▸ **GOAL**: Convert every line of the listing below into a JSON list of strings, one string per line, leaving out any blank lines.

Object location annotation data
########################################

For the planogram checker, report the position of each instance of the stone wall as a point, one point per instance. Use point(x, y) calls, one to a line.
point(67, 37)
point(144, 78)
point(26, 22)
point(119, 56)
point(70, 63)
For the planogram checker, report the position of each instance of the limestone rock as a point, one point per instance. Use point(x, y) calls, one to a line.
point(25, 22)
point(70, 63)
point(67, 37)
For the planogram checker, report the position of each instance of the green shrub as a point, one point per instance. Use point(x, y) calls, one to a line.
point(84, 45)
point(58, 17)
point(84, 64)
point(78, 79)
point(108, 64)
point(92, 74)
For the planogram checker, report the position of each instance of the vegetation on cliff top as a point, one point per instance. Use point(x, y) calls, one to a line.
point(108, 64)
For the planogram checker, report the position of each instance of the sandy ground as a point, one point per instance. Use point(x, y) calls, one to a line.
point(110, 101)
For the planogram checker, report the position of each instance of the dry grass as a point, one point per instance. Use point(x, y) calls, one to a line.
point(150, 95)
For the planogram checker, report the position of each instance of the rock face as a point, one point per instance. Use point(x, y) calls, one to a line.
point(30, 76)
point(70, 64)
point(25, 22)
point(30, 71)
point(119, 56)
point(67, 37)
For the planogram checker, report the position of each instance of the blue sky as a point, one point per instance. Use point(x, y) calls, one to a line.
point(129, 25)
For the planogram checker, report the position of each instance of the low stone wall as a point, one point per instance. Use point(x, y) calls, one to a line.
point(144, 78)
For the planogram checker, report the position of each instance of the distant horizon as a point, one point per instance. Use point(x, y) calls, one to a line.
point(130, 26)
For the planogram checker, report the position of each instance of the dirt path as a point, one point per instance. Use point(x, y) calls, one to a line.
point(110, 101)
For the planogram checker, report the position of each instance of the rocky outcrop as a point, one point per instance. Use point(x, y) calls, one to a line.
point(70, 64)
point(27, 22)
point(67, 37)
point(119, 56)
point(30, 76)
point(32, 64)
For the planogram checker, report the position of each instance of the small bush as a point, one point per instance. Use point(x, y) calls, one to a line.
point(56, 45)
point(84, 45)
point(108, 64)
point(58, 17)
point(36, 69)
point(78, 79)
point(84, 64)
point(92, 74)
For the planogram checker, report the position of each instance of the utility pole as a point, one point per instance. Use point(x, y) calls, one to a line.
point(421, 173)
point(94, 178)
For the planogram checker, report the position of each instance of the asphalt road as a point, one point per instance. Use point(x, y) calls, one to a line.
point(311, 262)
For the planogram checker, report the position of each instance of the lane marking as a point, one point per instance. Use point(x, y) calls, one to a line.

########################################

▸ **EXERCISE RESULT**:
[
  "For the planogram checker, report the position of each instance of the stone wall as a point, one point per instance. Use point(x, y) calls, one to a line.",
  "point(67, 37)",
  "point(144, 78)",
  "point(26, 22)",
  "point(119, 56)",
  "point(70, 63)",
  "For the planogram checker, report the position of each instance of the limestone rock as a point, one point per instance. Use point(x, y) calls, one to a line.",
  "point(25, 22)",
  "point(70, 63)",
  "point(67, 37)",
  "For the planogram checker, report the position of each instance of the green shrub as a point, one point per instance. Use point(x, y) calls, one to a line.",
  "point(84, 45)",
  "point(58, 17)",
  "point(84, 64)",
  "point(78, 79)",
  "point(108, 64)",
  "point(92, 74)",
  "For the planogram checker, report the position of each instance of the vegetation on cliff top as a point, one point per instance. Use point(x, y) calls, one to a line.",
  "point(108, 64)",
  "For the planogram checker, report the position of each instance of the sandy ground as a point, one point per instance. Use point(x, y) calls, one to a line.",
  "point(110, 101)",
  "For the planogram checker, report the position of each instance of the dry grass as a point, one point per instance. Use point(x, y) calls, one to a line.",
  "point(150, 95)",
  "For the planogram checker, report the position of each instance of the rock face as a point, one point per instance. Use point(x, y) calls, one to a line.",
  "point(30, 76)",
  "point(70, 64)",
  "point(25, 22)",
  "point(30, 71)",
  "point(119, 56)",
  "point(67, 37)",
  "For the planogram checker, report the position of each instance of the blue sky as a point, one point per instance. Use point(x, y) calls, one to a line.",
  "point(129, 25)",
  "For the planogram checker, report the position of each instance of the low stone wall as a point, one point per instance. Use point(x, y) calls, one to a line.",
  "point(144, 78)",
  "For the planogram checker, report the position of each instance of the distant horizon as a point, one point per instance. Use point(x, y) calls, one to a line.",
  "point(130, 26)",
  "For the planogram checker, report the position of each instance of the dirt path as a point, one point per instance. Use point(x, y) calls, one to a line.",
  "point(110, 101)",
  "For the planogram checker, report the position of each instance of the rocky outcrop as a point, one point per instance. Use point(x, y) calls, one to a line.",
  "point(70, 64)",
  "point(27, 22)",
  "point(67, 37)",
  "point(119, 56)",
  "point(30, 76)",
  "point(32, 64)",
  "For the planogram checker, report the position of each instance of the small bush as a point, one point per instance. Use point(x, y) calls, one to a line.",
  "point(56, 45)",
  "point(84, 45)",
  "point(108, 64)",
  "point(58, 17)",
  "point(36, 69)",
  "point(78, 79)",
  "point(84, 64)",
  "point(92, 74)",
  "For the planogram checker, report the position of each instance of the utility pole as a point, one point per instance. Use point(x, y) calls, one to a line.",
  "point(421, 173)",
  "point(94, 178)",
  "For the planogram checker, report the position of each instance of the asphalt road as a point, one point per instance. Use point(x, y) calls, one to a line.",
  "point(311, 262)",
  "For the planogram checker, report the position of each instance of the lane marking as a point, one point per instance. Use point(x, y) calls, one to a line."
]